# Exercise description:
Copy the data from the line that contains "Locate the pendant light cord" to its last line, exactly, including both of those lines and leaving out everything before.

# Extracted data:
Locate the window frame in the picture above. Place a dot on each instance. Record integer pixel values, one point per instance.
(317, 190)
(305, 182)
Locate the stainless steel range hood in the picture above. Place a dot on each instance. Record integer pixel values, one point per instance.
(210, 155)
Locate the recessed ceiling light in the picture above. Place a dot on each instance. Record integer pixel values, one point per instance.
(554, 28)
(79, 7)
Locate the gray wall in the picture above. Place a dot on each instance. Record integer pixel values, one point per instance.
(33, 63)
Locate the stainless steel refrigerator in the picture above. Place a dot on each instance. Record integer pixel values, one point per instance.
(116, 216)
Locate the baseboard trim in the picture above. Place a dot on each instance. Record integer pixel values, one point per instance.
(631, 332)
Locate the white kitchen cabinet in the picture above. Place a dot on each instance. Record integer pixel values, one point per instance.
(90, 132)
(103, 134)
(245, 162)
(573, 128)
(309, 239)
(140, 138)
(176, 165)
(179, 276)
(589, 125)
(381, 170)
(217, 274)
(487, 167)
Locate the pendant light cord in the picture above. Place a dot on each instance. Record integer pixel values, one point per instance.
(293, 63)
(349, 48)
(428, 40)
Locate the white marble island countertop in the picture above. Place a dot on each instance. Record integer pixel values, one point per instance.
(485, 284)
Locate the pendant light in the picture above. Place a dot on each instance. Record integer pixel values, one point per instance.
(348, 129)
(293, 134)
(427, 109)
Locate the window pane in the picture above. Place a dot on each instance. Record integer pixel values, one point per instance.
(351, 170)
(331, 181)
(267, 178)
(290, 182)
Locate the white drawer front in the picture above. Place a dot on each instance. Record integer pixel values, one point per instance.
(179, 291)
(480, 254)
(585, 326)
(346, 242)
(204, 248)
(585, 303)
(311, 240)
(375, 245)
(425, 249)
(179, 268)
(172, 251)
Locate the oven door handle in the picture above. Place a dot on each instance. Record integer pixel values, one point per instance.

# Task result:
Locate the pendant light cord in the picture above. Place a dot on each instance. Record integer pixel values, one point per instance.
(293, 63)
(349, 48)
(428, 40)
Locate the white marble island countertop in the picture above. Place a dot on each instance. Record integer pixel values, one point per instance.
(485, 284)
Locate the pendant light in the picture above. Place a dot on each instance. Record integer pixel values, one point per instance.
(348, 129)
(293, 134)
(427, 109)
Locate the window pane in the picture above. Place a dot on each instance. Record integer pixel values, one point per instance.
(351, 170)
(331, 181)
(267, 178)
(290, 182)
Locate the white drawer front in the picture above. Place a dot on each instance. Record integer pixel values, one point per instance.
(179, 291)
(480, 254)
(585, 326)
(346, 242)
(204, 248)
(585, 303)
(311, 240)
(375, 245)
(425, 249)
(179, 268)
(172, 251)
Locate the oven door handle in the picture above. Place a dot on each instance. Record integer pixel values, one point per instance.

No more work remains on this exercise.